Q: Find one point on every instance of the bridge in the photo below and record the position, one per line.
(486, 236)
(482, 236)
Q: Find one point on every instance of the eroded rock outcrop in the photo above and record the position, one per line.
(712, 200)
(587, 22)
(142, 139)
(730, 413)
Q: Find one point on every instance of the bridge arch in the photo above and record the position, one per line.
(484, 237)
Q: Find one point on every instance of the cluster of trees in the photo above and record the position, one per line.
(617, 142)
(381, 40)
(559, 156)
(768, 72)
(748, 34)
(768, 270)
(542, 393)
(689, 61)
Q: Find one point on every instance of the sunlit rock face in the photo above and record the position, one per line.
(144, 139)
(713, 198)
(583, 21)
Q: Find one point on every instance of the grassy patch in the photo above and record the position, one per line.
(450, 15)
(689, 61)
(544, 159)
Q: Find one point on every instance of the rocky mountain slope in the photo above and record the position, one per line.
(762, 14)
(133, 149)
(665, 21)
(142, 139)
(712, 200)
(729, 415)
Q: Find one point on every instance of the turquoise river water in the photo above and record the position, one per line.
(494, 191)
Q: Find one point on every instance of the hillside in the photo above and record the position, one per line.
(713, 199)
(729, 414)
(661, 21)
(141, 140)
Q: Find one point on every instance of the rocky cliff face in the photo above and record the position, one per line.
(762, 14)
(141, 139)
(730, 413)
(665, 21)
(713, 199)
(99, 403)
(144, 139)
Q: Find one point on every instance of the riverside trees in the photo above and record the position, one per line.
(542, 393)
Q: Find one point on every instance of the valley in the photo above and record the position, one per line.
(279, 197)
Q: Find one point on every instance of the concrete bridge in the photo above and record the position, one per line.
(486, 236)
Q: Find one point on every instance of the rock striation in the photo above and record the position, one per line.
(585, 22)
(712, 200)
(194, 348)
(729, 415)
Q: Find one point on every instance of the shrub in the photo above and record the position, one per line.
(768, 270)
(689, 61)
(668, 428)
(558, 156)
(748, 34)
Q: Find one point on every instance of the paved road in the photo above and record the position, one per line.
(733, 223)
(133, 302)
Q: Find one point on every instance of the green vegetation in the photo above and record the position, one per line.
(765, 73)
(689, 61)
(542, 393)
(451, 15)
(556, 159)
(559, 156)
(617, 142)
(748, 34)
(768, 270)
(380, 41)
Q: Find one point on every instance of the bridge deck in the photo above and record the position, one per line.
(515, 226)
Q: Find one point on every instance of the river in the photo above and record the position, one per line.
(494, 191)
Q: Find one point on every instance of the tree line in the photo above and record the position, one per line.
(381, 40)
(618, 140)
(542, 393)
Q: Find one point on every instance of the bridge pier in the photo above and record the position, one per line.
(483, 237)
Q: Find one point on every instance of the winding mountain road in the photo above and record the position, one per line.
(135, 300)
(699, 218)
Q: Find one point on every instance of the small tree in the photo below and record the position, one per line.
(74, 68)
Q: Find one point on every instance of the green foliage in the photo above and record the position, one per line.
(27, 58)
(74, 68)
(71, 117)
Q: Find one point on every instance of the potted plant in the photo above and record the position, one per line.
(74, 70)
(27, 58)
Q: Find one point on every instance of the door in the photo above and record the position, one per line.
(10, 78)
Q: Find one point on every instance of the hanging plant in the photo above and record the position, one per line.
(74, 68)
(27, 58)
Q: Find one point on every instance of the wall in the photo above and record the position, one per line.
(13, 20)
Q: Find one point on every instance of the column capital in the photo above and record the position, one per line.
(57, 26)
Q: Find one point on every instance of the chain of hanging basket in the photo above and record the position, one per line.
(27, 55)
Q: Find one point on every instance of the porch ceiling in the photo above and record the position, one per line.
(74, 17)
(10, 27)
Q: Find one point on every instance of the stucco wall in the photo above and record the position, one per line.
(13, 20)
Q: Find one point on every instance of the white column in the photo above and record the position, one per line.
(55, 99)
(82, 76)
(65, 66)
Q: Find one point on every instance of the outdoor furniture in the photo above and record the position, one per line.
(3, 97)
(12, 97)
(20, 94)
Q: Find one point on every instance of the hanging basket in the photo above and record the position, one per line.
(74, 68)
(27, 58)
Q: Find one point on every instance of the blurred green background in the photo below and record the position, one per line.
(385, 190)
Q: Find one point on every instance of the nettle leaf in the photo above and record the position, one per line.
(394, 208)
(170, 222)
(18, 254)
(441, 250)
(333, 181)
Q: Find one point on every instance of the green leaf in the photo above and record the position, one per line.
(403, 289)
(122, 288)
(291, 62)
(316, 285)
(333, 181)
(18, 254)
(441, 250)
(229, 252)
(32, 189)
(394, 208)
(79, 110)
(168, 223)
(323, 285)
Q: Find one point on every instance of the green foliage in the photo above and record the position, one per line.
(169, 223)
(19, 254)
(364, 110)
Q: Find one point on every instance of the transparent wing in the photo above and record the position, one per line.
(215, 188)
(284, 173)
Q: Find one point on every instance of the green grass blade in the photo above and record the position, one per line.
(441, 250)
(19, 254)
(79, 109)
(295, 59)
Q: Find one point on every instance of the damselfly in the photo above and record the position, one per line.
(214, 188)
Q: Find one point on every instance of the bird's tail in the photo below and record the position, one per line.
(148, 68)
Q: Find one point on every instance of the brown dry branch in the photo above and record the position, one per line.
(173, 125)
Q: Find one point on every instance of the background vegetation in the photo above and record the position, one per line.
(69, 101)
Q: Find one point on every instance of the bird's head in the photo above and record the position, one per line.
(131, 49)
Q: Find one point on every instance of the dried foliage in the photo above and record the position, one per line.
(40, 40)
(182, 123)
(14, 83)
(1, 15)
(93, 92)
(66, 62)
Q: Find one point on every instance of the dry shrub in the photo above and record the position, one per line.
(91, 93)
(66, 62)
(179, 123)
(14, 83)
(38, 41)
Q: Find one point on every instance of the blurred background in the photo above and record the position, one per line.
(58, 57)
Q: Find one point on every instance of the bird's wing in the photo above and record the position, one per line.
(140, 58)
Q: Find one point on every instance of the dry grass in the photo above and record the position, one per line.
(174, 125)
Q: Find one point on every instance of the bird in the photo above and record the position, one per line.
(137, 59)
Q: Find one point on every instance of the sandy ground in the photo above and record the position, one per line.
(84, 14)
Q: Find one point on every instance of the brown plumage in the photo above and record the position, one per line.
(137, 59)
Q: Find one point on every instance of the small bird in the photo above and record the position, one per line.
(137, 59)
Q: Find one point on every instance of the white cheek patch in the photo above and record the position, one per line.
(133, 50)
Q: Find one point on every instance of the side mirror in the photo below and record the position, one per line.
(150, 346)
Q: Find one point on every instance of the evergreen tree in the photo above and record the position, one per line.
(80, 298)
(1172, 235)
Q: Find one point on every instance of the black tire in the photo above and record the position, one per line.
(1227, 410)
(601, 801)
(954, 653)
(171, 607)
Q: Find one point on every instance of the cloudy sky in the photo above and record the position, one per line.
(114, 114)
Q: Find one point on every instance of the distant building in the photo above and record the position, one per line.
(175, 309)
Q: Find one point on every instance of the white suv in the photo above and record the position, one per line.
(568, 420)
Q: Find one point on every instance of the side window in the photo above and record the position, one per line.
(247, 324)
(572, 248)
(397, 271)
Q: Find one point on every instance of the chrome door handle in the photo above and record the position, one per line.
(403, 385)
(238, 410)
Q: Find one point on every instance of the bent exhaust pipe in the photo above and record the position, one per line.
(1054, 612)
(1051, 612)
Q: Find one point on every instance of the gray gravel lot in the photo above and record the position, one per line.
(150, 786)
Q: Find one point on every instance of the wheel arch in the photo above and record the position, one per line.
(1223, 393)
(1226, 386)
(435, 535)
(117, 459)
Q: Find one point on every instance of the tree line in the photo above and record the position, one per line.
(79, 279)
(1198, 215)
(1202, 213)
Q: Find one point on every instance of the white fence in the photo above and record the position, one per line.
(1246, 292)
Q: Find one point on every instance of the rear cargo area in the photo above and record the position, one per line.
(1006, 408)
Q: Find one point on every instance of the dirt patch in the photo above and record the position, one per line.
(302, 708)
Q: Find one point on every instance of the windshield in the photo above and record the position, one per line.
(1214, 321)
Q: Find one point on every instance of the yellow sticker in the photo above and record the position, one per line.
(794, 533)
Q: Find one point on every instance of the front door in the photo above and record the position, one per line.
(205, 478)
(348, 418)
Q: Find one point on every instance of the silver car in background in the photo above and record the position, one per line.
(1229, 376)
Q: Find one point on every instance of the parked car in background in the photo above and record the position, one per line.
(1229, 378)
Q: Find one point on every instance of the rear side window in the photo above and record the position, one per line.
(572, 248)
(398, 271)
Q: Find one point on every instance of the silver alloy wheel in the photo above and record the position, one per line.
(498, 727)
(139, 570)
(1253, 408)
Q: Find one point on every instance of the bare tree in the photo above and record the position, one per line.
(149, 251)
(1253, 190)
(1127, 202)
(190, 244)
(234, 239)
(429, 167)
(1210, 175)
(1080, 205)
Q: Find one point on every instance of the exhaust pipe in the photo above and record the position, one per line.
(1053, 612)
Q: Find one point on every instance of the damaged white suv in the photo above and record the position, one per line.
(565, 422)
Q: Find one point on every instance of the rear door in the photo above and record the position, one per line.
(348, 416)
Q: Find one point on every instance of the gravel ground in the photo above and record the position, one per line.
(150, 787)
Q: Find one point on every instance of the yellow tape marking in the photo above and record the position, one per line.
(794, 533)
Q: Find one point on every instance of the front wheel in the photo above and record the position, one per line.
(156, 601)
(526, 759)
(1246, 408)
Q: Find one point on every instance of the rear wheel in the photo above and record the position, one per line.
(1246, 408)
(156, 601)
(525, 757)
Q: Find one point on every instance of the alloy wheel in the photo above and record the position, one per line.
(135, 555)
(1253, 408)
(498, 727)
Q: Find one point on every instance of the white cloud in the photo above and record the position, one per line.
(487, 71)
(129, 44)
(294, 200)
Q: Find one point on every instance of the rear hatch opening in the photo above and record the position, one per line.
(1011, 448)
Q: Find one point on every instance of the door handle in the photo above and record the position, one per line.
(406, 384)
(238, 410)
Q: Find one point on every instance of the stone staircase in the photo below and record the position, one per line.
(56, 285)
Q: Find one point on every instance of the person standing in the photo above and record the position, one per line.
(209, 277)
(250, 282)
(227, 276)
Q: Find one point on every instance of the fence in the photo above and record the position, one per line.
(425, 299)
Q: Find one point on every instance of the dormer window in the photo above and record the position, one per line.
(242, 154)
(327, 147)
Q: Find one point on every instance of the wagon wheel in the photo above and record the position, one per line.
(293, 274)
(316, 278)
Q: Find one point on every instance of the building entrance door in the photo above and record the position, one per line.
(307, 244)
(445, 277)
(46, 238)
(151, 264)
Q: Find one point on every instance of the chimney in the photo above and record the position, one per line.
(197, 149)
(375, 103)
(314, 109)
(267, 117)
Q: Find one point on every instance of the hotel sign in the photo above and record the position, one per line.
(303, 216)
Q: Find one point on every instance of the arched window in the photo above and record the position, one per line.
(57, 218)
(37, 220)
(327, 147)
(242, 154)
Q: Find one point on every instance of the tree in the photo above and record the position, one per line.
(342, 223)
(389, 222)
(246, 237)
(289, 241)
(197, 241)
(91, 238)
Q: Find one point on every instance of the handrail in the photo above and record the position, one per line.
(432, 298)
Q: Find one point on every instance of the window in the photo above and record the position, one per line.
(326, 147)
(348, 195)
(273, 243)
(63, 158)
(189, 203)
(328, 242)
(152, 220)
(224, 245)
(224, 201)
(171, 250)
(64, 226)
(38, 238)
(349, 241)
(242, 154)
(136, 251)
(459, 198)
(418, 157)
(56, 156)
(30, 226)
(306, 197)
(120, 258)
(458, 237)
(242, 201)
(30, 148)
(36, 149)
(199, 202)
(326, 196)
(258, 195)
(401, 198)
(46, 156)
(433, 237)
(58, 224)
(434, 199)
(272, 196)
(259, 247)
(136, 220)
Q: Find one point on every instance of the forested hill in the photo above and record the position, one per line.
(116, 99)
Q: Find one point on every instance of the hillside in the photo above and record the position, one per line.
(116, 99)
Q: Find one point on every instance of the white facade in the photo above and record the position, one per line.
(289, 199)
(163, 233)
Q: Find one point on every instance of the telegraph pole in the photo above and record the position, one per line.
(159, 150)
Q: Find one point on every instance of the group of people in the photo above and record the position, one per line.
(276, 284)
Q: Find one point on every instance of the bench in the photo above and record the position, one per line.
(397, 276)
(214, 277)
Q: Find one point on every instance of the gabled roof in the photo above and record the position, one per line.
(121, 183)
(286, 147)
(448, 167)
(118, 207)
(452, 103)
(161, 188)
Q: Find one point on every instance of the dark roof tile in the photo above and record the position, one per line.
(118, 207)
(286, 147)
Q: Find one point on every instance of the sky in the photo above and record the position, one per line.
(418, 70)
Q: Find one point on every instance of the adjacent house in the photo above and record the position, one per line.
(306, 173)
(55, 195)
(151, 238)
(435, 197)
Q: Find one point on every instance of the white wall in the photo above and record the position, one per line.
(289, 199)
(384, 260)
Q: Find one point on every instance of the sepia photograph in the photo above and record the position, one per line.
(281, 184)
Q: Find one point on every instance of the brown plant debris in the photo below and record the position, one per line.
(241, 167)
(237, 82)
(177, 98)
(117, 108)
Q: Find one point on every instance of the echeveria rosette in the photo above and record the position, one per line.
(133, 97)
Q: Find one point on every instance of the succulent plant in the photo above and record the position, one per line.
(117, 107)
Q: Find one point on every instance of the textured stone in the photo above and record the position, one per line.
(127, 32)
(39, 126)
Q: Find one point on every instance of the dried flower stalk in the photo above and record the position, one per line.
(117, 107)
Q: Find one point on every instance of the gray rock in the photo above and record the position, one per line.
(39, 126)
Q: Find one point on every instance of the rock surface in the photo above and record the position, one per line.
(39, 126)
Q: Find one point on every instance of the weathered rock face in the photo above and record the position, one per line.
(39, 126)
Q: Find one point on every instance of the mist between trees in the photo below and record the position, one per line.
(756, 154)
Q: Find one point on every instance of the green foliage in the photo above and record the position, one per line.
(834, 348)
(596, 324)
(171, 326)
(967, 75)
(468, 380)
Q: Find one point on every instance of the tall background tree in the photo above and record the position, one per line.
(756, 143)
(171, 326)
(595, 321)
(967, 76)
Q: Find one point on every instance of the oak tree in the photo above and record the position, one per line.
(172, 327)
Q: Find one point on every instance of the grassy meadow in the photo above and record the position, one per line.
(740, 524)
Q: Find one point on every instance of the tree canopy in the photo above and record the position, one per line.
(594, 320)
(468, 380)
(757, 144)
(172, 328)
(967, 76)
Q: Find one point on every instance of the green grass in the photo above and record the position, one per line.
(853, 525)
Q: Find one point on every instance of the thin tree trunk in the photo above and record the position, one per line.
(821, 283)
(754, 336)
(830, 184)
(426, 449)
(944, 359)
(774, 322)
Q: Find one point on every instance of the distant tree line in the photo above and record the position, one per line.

###

**Stated task**
Copy the items above verbatim, from the line containing "Q: Find one point on every instance of the small bird" through the line containing "(1202, 213)", both lines included.

**Reply**
Q: Find one point on every instance of the small bird in the photo above and record the position, one per line.
(137, 59)
Q: Find one point on every instance of the white cheek patch in the photo above and record the position, one per line.
(133, 50)
Q: Find one point on every instance of the side mirror in the photo below and record the position, one per line.
(150, 346)
Q: Find one point on every instance of the evergreen tree in the photo above and record the position, one per line.
(80, 298)
(1172, 235)
Q: Find one point on every instance of the black tire in the photo above and record the position, one per line.
(1227, 410)
(601, 801)
(954, 653)
(171, 607)
Q: Find one point on every instance of the cloudy sky in the photo above and record the position, one per line.
(114, 114)
Q: Find one point on every instance of the distant building in the photo above and record the position, one per line.
(175, 309)
Q: Find one point on every instance of the white suv in the photo above and record the position, one per line.
(568, 420)
Q: Find one point on every instance of the side window in the photo above and record the position, one per line.
(247, 324)
(572, 248)
(397, 271)
Q: Find one point on every instance of the chrome door handle in the photo above and record the position, one per line.
(403, 385)
(238, 410)
Q: Find one point on every instance of the bent exhaust pipe in the photo above and record the position, one per line.
(1054, 612)
(1051, 612)
Q: Find one point on every instance of the gray gravel lot in the photo above and record the position, one per line.
(150, 786)
Q: Find one point on every instance of the wheel arch in the photo above and record the position, one per line.
(1223, 393)
(1226, 386)
(435, 535)
(117, 459)
Q: Find one point on every instance of the tree line in the photo above and record the position, one per line.
(79, 279)
(1198, 215)
(1202, 213)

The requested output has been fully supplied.